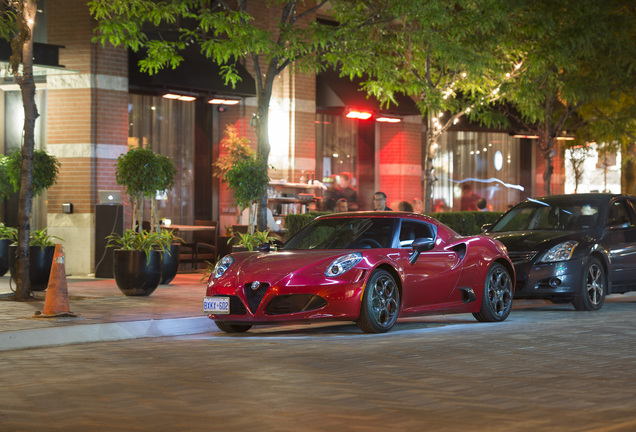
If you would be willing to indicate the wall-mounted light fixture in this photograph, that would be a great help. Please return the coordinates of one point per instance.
(181, 97)
(221, 101)
(387, 119)
(358, 114)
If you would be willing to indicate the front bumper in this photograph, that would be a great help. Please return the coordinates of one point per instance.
(548, 280)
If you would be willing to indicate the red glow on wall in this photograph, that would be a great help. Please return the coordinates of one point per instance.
(358, 114)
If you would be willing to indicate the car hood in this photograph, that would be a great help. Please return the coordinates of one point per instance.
(528, 240)
(268, 264)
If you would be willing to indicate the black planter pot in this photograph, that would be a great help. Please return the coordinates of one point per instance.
(40, 263)
(170, 264)
(134, 275)
(4, 256)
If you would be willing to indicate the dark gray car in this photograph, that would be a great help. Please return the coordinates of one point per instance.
(571, 248)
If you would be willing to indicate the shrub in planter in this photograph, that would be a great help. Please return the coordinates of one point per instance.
(41, 252)
(138, 260)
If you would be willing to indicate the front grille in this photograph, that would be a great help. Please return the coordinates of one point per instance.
(254, 296)
(236, 306)
(294, 303)
(518, 257)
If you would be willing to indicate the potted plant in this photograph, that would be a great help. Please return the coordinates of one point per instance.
(41, 252)
(247, 241)
(138, 262)
(243, 171)
(40, 247)
(8, 235)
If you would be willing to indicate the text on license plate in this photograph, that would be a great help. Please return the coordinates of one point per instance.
(216, 305)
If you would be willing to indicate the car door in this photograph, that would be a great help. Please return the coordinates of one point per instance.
(434, 275)
(620, 240)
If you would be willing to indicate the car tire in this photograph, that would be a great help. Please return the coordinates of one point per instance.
(380, 303)
(591, 295)
(496, 302)
(228, 327)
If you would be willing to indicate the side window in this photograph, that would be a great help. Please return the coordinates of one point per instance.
(412, 230)
(619, 214)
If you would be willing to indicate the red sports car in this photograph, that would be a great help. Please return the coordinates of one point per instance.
(367, 267)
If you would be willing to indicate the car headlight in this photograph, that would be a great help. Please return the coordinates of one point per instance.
(343, 264)
(222, 265)
(561, 252)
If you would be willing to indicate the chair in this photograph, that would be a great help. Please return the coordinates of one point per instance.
(203, 246)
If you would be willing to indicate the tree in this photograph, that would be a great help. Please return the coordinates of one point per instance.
(454, 61)
(575, 51)
(17, 18)
(229, 31)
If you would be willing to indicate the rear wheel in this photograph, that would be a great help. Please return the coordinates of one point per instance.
(591, 295)
(229, 327)
(496, 303)
(380, 303)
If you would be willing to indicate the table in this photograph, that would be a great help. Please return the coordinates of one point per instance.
(189, 228)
* * * *
--- TASK ---
Working from the lines above, reproduce the material exactly and exclude its pictures.

--- YOUR RESPONSE ---
If you would be willing to indicate the wall-mounted light fixture in this photograph, that would be a great help. Please return the coordinates of one point per instance.
(181, 97)
(221, 101)
(387, 119)
(358, 114)
If you would be willing to indicate the front bumper in this photograph, that would be a great help. Please return the coordinates of one point per instance.
(548, 280)
If you would be willing to indicate the red glow on wall in this photograph, that would be a great help. Please return the coordinates of one point per instance.
(358, 114)
If you would be willing to indicate the car hood in this photograph, that would be a great help. Please return the coordinates of one point per instance.
(528, 240)
(268, 264)
If you would be willing to indicate the black planter pot in this photograph, that would be a great help. Please return the coordinates of one point per instance.
(40, 263)
(170, 264)
(134, 275)
(4, 256)
If you would be willing to indicate the dark gray car in this photograph, that would be a great help. Please return the coordinates of one point per instance.
(571, 248)
If you would be willing to indicate the shrub in planter in this photograph, that would be a great help. Please return the coordinates of one point per instance.
(41, 252)
(138, 260)
If you would be willing to indicate the front grille in this photograph, that would be a great help. Please return the coordinates of one point per instance.
(254, 296)
(236, 306)
(294, 303)
(518, 257)
If you would be willing to indicate the potted plant in this photograph, that would be a great help. Please return the coordinates of one point per instance.
(41, 252)
(247, 241)
(138, 262)
(243, 171)
(40, 247)
(8, 235)
If you would be willing to indicate the text on license plate in this photograph, that would be a great help. Please return the coordinates of one point per instance.
(216, 305)
If you would be willing to indicate the car door in this photograph, that would be a great help. Please return the coordinates of one point per instance.
(434, 275)
(620, 240)
If you would be willing to indicate the car tire in this photograph, that would be a great help. Please return the coordinates of one point per instance.
(380, 303)
(591, 295)
(496, 302)
(228, 327)
If you would be willing to indicate the side window in this photograph, that would be a great help. Please return the coordinates of one point per instance.
(412, 230)
(619, 214)
If you would be willing to indicate the red sports car in this photograph, that would be a great help. Please return the coordinates of one point per instance.
(367, 267)
If you would be willing to indicate the car headlight in this photograph, that would be a great help. Please return the coordinates of one point per instance.
(343, 264)
(222, 265)
(561, 252)
If you would be willing to indicate the chair in this photograph, that would be a great help. Please return the coordinates of one point per instance.
(203, 246)
If you would be willing to indicate the tree in this photograph, that would be a great help. Please return the coordinates of one point per instance.
(454, 61)
(575, 51)
(17, 18)
(229, 31)
If you would be willing to indicate the rear wheel in this photograph, that would be a great help. Please return the coordinates of one point per instance.
(591, 295)
(229, 327)
(496, 303)
(380, 303)
If you would be willing to indicate the table in this photograph, that would be a great help. Please return the coordinates of one point per instance.
(189, 228)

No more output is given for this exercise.